START RECORDS FOR THE EXERCISE
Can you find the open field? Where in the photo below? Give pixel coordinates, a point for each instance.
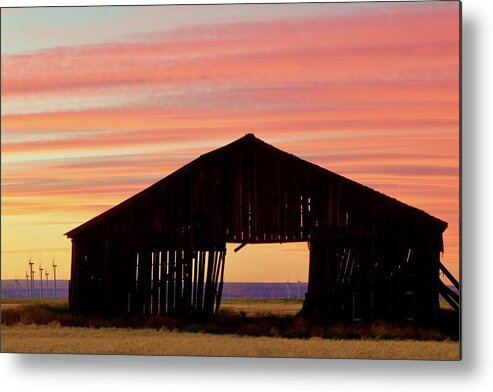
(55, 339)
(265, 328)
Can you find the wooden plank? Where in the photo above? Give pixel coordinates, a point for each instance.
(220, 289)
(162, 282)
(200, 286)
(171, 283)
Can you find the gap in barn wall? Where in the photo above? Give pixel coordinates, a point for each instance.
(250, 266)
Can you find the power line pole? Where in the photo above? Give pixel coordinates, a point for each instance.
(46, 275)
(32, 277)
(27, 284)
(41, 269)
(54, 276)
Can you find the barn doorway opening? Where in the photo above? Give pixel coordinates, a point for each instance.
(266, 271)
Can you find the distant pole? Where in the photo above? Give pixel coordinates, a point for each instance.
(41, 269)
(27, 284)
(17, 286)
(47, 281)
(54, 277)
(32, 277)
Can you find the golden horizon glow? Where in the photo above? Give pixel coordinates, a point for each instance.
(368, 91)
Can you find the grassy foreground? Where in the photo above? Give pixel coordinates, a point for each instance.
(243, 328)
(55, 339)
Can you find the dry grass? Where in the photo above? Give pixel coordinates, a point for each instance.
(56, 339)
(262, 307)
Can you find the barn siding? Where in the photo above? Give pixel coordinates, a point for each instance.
END RECORDS FOR THE EXERCISE
* [WHAT YOU WILL DO] Before writing out the material above, please remove its pictures; everything else stays exact.

* [RESULT OF THE EXERCISE]
Can you find the open field? Where in the photo below? Give pixel coordinates, a point for each instance.
(55, 339)
(265, 328)
Can you find the wooden plank? Where in the photo above? Give pixel coordinates, a point for each instance.
(220, 289)
(162, 282)
(200, 286)
(171, 283)
Can you find the gap in barn wall? Where in the photo above? Give pixel coordinates, a point for each instance.
(250, 266)
Can you find the power line pole? Where in the photo above? Give pixel coordinates, a point for each instance.
(46, 275)
(32, 277)
(27, 284)
(41, 269)
(54, 276)
Can you find the barn doorway opening? Where in the photo above? Give pixel coordinates, a point for each instance.
(266, 271)
Can you find the distant pole? Where in the photo above? Give pixel coordinates, a point for each instance.
(41, 269)
(27, 284)
(17, 286)
(47, 281)
(54, 277)
(32, 277)
Can you find the golden horizon glow? Where in the photo above? Give pixel coordinates, a point for each instance.
(368, 91)
Can you find the grassy foreground? Where in the photo above? Give pixel coordinates, a point for each instance.
(243, 328)
(55, 339)
Can you find the dry grass? Where in the photo above? Give pixel coordinates, a point for each instance.
(56, 339)
(262, 307)
Can you find the barn siding? Where in the photo above? Give pixel coordinates, a point for each instance.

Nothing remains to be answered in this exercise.